begin Exercise materials

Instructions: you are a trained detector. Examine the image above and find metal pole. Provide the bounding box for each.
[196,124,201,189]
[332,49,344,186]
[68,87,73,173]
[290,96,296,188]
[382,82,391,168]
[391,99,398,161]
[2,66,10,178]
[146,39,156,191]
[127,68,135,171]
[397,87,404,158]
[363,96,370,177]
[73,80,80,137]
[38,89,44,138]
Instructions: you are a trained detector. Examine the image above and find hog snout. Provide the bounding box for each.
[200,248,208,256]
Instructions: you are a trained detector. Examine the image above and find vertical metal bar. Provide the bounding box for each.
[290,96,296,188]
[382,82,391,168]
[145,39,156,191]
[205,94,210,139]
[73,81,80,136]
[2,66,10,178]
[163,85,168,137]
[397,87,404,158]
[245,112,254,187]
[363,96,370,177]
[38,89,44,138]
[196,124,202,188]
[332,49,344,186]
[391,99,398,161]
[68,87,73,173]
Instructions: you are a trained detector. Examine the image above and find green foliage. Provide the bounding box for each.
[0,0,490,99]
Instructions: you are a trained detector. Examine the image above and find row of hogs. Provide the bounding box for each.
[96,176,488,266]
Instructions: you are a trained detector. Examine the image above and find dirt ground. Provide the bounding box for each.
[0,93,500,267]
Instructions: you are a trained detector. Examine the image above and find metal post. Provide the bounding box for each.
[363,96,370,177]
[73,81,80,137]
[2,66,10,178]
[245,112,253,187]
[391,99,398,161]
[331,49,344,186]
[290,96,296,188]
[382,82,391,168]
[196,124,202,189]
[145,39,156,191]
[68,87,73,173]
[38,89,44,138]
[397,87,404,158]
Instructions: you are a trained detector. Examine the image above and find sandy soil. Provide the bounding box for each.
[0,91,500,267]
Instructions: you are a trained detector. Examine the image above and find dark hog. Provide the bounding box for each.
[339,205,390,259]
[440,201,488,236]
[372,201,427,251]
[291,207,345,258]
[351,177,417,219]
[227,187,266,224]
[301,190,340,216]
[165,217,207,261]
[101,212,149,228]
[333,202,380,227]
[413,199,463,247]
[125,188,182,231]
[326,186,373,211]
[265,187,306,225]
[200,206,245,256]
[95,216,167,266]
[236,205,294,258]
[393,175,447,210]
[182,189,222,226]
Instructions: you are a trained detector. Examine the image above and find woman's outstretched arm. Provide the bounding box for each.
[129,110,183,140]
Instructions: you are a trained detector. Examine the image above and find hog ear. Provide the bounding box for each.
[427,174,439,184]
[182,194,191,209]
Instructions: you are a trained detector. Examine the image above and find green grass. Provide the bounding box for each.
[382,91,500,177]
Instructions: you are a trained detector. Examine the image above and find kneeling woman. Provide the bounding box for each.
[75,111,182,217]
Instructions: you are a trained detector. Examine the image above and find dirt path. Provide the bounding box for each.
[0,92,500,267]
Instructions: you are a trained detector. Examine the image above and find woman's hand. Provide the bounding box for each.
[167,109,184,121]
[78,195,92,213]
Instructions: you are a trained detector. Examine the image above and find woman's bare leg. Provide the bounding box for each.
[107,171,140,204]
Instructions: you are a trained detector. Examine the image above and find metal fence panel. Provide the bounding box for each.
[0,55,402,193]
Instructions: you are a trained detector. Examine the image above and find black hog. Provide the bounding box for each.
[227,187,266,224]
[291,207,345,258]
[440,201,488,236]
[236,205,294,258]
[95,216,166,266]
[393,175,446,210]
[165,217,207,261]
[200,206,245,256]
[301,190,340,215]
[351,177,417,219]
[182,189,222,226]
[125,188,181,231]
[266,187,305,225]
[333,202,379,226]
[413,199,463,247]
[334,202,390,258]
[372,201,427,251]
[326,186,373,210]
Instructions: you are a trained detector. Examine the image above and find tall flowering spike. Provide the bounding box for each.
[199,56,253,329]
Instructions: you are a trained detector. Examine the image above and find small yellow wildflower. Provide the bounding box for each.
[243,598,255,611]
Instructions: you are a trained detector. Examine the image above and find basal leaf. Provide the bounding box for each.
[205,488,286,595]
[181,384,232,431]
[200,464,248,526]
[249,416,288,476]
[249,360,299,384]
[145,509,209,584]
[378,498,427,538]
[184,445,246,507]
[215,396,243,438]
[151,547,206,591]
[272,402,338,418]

end Exercise materials

Problem details.
Rewrite the material, beginning at the line that has "hand. Provide the bounding box for each." and stopping after the line that has "[243,598,255,611]". Shift every bounding-box coordinate by -68 and leave the other lines unchanged.

Response to the task.
Instructions: you are a trained detector. Examine the image above and find woman's hand. Provide the bounding box for each.
[99,41,116,53]
[10,127,24,145]
Instructions: you are a trained detector. Examine the image above and find woman's bare leg. Provide the bounding box for each.
[39,103,72,136]
Instructions: you are a trained detector. Examine the image above and find metal fence panel. Provide the bounding box for each.
[-68,-13,334,125]
Instructions: you are a trained detector. Examine the image above and find black hog. Provide the bounding box for each.
[159,119,198,156]
[223,139,277,190]
[372,133,420,168]
[168,137,226,190]
[27,148,98,198]
[325,107,378,142]
[97,149,139,193]
[132,138,177,188]
[233,122,272,147]
[283,109,349,151]
[114,121,154,158]
[57,120,113,163]
[198,119,237,157]
[265,134,311,158]
[345,131,395,179]
[266,134,322,190]
[304,133,359,183]
[258,118,305,142]
Instructions: you are a trained detector. Examine the image above and find tall flowering spike. Provide the bounding box for each.
[131,-12,185,261]
Instructions: you are a trained detector. Examine the image above and find small yellow wildflower. Provide the bounding box for each.
[175,530,187,543]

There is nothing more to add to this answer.